[[ Exercise material, beginning ]]
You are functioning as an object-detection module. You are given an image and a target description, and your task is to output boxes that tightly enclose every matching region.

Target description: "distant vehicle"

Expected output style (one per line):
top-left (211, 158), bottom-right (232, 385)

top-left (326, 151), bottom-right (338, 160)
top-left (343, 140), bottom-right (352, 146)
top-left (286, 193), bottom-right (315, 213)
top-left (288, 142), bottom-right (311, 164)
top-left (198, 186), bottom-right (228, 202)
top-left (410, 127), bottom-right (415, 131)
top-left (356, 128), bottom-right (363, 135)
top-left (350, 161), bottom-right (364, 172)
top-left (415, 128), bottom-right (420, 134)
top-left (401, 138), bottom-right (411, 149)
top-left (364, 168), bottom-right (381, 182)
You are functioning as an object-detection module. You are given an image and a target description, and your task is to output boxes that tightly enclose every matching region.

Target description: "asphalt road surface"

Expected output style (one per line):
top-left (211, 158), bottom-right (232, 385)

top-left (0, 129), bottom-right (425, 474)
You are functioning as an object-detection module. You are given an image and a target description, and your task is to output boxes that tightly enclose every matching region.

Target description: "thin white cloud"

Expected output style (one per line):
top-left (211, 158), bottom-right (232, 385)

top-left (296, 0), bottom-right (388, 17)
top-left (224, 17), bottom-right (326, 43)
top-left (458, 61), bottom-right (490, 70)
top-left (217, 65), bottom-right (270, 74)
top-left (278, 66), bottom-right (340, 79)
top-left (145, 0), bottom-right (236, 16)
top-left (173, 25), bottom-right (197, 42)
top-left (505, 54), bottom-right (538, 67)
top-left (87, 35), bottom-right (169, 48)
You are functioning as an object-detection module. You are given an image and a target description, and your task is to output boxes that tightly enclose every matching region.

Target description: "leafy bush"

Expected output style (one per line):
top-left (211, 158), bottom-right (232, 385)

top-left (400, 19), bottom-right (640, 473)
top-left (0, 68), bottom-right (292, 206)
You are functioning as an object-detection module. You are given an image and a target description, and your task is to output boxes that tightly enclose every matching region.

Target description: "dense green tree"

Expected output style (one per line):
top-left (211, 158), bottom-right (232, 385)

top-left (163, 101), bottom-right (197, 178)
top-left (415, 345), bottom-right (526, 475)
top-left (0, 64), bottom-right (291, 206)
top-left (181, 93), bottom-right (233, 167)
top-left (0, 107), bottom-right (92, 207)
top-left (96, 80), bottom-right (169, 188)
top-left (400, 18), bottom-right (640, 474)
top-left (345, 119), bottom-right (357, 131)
[[ Exercise material, end ]]
Directions — Set the data above down again in full, exactly as it reads.

Answer space —
You are functioning as an object-detection module. You are given an image and a target description, and your task is to output boxes that tightly enclose every matching region.

Target description: "distant vehicle"

Expected output style (one per line):
top-left (211, 158), bottom-right (232, 385)

top-left (326, 151), bottom-right (338, 160)
top-left (343, 140), bottom-right (352, 146)
top-left (286, 193), bottom-right (315, 213)
top-left (288, 142), bottom-right (311, 164)
top-left (198, 186), bottom-right (228, 202)
top-left (410, 127), bottom-right (415, 131)
top-left (356, 128), bottom-right (363, 135)
top-left (350, 161), bottom-right (364, 172)
top-left (415, 128), bottom-right (420, 134)
top-left (401, 138), bottom-right (411, 149)
top-left (364, 168), bottom-right (381, 182)
You are functioning as an object-detection module. You are given an image and a target description, and your task is to output boxes that tightly enclose every matching region.

Target description: "asphalt road surface"

Expected output style (one per line):
top-left (211, 158), bottom-right (232, 385)

top-left (0, 129), bottom-right (425, 474)
You are functioning as an object-detection module. You are given an image and a target description, and your task is to output boxes that tightly enclose every matching region.

Target description: "thin white cloud"

Expected output style (one per line):
top-left (211, 158), bottom-right (232, 385)

top-left (296, 0), bottom-right (388, 17)
top-left (224, 17), bottom-right (326, 43)
top-left (458, 61), bottom-right (490, 70)
top-left (217, 65), bottom-right (270, 74)
top-left (278, 66), bottom-right (340, 79)
top-left (145, 0), bottom-right (236, 16)
top-left (173, 25), bottom-right (197, 42)
top-left (505, 54), bottom-right (538, 67)
top-left (87, 35), bottom-right (169, 48)
You are functioning as an object-detection module. You are given an image and a target description, and your task is to output boxes that tightly enclose every matching region.

Target description: "leafy bush"

Expected output style (one per line):
top-left (211, 158), bottom-right (232, 385)

top-left (400, 19), bottom-right (640, 473)
top-left (0, 68), bottom-right (292, 206)
You are functioning as an object-detection module. You are given an image and a target description, and your task is to output boxes that tightly enclose every matching region.

Target description: "dense green tree"

Expected output style (one per line):
top-left (211, 158), bottom-right (232, 385)

top-left (163, 101), bottom-right (197, 178)
top-left (415, 345), bottom-right (526, 475)
top-left (0, 64), bottom-right (291, 206)
top-left (181, 93), bottom-right (233, 167)
top-left (0, 107), bottom-right (92, 207)
top-left (96, 80), bottom-right (169, 188)
top-left (400, 18), bottom-right (640, 474)
top-left (345, 119), bottom-right (357, 131)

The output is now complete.